++++ Text provided
Indian minister wants compulsory prenatal sex tests

New Delhi, February 2

India’s children’s minister has called for mandatory tests to determine the sex of an unborn child to try to counter high levels of female foeticide, sparking fierce criticism today from women’s activists.

Prenatal sex tests are officially illegal in India, a policy designed to stop so many unborn girls being aborted by parents desperate for a boy.

But in a speech yesterday, Women and Child Development Minister Maneka Gandhi said a more effective strategy would be to record the sex of a foetus at the outset of the pregnancy and then monitor its progress.

“How long are we going to keep making criminals out of people? How long are we going to put the onus on sonographers? My view is why not change the present policy. Every pregnant woman should be compulsorily told whether it is a boy or girl,” Gandhi said.

“When a woman becomes pregnant it should be registered and that way you will be able to monitor right until the end whether she gave birth or not and what happened,” she said in Jaipur.

Parents and doctors can be jailed for up to five years for asking for or conducting a pre-natal sex test. But the tests are still thought to be widespread, particularly in impoverished rural areas.

A 2011 study in the British medical journal The Lancet found that up to 12 million girls had been aborted in the last three decades in India.

India had 940 females for every 1,000 males, according to the last official census published in 2011, up from 933 in 2001 in a trend that some campaigners say vindicates the current policy of banning sex tests.

Prime Minister Narendra Modi has previously spoken out against the killing of unborn girls, warning that the gender imbalance will have serious consequences for the country’s development, although he has not addressed the issue of sex tests.

Gandhi, who is the sister-in-law of opposition leader Sonia Gandhi, said she was “just putting out this idea” which was being discussed with her ministerial counterparts.
++++++++
Set of tasks:
[A] Edit the article on India's prenatal sex tests from "India had 940" up to and including "of sex tests.", replacing "census" with "population count".
[B] Pick up the article on India's prenatal sex tests after its last sentence and keep writing.
The material that follows has no role here.
++++ Provided records
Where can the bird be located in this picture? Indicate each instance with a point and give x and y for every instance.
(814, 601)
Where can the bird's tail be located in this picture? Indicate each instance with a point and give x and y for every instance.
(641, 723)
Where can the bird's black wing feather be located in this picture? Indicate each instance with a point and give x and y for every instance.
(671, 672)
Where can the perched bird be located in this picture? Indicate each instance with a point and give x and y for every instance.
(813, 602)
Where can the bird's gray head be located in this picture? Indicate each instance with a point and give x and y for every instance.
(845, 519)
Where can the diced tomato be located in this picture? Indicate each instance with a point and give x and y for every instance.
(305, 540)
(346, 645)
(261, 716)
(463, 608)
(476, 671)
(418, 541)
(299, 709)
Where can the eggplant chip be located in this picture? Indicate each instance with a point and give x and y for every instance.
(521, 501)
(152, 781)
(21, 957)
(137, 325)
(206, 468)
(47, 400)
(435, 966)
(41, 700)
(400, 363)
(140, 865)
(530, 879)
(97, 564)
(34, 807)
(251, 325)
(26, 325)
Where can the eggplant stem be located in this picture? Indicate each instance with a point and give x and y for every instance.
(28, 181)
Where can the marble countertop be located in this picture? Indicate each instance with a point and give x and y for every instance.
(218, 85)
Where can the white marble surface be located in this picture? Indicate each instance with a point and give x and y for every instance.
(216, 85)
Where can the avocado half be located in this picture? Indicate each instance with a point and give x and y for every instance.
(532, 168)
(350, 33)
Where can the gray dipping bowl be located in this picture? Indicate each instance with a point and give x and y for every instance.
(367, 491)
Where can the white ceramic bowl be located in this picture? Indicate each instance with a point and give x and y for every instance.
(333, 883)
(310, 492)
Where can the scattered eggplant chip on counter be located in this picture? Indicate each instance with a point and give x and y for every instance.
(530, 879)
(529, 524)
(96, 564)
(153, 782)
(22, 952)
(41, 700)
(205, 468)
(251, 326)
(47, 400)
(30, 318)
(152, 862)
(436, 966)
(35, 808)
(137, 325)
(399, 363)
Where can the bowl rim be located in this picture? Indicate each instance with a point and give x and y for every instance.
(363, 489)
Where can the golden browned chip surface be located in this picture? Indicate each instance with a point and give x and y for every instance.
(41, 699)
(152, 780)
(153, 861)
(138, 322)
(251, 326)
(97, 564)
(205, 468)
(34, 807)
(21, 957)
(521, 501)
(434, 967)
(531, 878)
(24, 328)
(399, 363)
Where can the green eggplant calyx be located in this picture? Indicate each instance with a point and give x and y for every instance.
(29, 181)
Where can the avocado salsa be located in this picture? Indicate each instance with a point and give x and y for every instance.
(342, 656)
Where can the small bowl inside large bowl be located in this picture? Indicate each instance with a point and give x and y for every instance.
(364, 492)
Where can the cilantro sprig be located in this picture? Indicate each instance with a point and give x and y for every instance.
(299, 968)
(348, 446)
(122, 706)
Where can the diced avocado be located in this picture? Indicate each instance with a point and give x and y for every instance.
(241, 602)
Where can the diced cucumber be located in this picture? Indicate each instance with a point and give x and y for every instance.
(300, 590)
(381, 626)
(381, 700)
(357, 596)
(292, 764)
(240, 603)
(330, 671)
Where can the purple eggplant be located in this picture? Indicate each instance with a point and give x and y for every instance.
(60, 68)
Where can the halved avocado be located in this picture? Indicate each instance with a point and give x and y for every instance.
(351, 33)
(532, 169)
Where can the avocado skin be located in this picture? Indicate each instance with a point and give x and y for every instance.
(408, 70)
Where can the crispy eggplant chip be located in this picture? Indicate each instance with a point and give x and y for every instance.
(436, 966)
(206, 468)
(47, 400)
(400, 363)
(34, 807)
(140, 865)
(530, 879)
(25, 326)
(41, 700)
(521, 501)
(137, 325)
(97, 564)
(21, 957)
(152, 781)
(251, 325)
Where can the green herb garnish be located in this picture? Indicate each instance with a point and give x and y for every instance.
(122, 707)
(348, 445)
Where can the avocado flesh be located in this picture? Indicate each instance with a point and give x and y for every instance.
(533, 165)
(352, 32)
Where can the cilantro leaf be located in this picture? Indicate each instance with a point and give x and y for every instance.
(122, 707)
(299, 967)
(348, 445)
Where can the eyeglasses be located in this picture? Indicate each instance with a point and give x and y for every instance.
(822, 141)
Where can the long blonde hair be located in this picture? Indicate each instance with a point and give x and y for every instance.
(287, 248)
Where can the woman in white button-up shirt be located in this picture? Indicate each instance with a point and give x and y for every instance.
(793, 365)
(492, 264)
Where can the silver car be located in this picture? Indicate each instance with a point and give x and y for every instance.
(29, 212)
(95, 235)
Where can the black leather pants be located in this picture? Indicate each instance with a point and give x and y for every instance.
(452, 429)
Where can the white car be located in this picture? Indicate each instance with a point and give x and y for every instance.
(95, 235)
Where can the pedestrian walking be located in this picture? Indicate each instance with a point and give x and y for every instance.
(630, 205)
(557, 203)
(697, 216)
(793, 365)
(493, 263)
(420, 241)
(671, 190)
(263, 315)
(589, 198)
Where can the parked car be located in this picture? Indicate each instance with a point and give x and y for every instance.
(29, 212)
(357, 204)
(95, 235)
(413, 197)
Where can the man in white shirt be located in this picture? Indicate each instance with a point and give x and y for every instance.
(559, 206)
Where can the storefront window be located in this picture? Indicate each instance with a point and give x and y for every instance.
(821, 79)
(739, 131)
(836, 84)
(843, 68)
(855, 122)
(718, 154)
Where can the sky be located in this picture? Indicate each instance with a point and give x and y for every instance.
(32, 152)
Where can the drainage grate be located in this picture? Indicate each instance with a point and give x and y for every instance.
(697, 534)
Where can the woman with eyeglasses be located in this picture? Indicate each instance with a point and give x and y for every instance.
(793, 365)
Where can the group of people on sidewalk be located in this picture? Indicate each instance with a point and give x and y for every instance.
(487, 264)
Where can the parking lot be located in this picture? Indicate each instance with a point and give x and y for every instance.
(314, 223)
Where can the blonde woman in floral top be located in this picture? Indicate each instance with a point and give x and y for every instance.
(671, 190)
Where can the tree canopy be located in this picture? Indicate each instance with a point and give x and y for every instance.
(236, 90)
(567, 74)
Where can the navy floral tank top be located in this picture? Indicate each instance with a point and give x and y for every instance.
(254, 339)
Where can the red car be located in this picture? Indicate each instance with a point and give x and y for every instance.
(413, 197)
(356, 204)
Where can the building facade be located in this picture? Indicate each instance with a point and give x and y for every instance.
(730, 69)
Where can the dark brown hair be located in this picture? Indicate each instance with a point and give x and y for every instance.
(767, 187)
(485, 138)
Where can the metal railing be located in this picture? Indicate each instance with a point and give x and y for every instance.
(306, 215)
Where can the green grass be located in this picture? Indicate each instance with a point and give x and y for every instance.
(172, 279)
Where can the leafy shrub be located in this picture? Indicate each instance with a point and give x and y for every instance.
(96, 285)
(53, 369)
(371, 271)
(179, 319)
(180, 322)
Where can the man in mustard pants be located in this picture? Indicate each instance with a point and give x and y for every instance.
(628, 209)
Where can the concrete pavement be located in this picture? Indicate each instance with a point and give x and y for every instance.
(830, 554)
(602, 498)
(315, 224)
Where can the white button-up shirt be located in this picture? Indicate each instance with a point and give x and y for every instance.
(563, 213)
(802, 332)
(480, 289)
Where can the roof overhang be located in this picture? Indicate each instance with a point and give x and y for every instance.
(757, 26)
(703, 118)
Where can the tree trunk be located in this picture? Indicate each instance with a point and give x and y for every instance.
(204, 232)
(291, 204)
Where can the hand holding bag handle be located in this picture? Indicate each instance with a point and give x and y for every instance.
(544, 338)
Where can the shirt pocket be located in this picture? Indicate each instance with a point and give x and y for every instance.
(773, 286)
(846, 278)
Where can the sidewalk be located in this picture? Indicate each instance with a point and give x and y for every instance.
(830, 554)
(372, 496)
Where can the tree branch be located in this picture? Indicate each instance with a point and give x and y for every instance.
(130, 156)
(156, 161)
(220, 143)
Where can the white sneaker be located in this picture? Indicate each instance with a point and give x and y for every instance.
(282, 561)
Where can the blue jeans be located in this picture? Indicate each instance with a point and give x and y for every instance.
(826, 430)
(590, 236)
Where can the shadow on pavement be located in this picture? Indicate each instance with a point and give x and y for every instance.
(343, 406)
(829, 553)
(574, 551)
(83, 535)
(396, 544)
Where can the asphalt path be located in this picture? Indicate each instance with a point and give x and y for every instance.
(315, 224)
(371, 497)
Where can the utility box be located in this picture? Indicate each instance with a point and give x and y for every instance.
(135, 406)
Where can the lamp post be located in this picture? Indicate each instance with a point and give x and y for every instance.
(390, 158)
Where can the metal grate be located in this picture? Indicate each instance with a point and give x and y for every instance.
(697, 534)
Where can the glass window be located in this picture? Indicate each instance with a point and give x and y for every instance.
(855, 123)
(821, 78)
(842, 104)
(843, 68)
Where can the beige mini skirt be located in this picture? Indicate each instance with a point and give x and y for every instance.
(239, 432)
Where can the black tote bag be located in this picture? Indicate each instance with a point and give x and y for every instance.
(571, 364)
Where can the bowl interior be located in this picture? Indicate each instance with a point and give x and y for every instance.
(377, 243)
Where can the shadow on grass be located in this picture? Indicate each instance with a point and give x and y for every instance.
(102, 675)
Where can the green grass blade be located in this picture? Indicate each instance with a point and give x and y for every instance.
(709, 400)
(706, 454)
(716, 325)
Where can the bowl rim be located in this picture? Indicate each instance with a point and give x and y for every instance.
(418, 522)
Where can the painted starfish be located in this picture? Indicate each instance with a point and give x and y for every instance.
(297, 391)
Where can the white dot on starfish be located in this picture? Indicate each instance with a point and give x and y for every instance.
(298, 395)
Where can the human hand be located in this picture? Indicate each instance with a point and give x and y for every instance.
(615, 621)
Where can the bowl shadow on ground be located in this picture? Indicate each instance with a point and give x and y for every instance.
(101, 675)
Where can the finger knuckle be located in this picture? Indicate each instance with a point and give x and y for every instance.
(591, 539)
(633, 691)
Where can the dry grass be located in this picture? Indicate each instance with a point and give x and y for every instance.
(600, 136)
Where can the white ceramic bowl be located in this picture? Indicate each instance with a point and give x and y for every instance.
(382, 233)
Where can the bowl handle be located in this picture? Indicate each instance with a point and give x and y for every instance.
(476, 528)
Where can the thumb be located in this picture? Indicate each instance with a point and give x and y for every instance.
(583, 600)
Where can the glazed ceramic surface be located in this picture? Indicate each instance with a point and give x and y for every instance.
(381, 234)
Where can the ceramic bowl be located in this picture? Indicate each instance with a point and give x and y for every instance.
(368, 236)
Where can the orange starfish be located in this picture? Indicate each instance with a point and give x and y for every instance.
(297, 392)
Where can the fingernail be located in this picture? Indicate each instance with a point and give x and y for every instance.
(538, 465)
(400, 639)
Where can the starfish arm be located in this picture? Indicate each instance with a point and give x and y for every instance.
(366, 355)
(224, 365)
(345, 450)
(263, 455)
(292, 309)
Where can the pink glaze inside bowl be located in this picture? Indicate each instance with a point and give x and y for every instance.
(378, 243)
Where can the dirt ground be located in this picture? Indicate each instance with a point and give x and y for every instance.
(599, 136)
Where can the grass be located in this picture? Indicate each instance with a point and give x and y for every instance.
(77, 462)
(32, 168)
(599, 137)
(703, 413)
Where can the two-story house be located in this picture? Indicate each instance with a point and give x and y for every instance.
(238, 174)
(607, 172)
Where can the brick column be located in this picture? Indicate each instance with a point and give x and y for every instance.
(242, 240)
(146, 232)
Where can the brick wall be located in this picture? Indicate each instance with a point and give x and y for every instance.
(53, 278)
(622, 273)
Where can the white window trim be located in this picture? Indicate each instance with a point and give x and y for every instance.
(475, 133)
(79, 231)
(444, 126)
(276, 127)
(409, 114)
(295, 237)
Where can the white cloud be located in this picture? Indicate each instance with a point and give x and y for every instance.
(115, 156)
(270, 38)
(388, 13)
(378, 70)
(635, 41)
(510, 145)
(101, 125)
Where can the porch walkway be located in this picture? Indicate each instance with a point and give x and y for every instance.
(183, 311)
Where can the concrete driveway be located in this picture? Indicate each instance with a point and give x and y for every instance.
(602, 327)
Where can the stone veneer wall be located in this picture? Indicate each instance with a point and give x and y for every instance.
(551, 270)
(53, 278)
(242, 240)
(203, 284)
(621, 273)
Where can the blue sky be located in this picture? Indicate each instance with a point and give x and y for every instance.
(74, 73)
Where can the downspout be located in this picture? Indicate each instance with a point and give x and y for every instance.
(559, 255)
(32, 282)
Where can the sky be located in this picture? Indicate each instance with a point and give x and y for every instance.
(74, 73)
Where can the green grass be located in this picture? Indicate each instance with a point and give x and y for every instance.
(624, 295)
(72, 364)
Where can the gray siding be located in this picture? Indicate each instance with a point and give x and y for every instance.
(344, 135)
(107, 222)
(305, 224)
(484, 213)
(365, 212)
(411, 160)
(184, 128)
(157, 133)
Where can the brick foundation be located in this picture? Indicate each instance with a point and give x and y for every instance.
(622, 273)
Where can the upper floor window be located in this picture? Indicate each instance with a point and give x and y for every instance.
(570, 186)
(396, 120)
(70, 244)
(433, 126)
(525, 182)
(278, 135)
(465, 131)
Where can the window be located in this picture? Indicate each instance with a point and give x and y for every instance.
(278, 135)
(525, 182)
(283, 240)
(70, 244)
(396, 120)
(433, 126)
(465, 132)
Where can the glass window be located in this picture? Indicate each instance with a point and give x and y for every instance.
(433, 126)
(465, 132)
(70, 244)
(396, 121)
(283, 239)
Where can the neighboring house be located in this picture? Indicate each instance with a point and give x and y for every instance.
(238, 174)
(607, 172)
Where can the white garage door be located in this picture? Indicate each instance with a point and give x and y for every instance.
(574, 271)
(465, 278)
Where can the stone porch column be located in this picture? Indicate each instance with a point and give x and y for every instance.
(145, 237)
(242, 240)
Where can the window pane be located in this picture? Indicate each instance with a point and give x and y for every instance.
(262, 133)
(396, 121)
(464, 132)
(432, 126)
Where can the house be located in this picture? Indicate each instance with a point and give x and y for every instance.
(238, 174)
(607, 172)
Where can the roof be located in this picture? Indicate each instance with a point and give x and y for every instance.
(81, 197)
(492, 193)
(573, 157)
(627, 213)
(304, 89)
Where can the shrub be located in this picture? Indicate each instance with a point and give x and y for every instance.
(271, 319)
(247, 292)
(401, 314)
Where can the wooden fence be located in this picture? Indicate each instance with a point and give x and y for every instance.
++++++++
Answer list:
[A]
India had 940 females for every 1,000 males, according to the last official population count published in 2011, up from 933 in 2001 in a trend that some campaigners say vindicates the current policy of banning sex tests.

Prime Minister Narendra Modi has previously spoken out against the killing of unborn girls, warning that the gender imbalance will have serious consequences for the country’s development, although he has not addressed the issue of sex tests.

[B]
“We have not reached a conclusion, we are still discussing the pros and cons,” she said.

In a statement today, her office said there was no “formal proposal” being considered by her ministry after some local media quoted her as saying one was being discussed in Cabinet.

Women’s rights groups said a change of policy would result in women from rural areas coming under even more pressure from families to have an abortion.

“This is not a very productive idea, in fact it could make things worse,” Ranjana Kumari, director of the Delhi-based Centre for Social Research think-tank, told AFP.

“This might work among educated women, but not for large numbers of women living in rural areas who are still under enormous pressure to live up to the social and cultural traditions to have a boy.”

The All India Democratic Women’s Association said Gandhi’s proposal was “shocking” and appeared aimed at absolving the medical profession of responsibility for foeticide levels.

“It will fuel a proliferation of illegal facilities for getting rid of unwanted female foetuses,” the organisation said in a statement.

“What is required is a continued and stringent implementation of the present act, which has clearly acted as a deterrent wherever it has been used effectively.”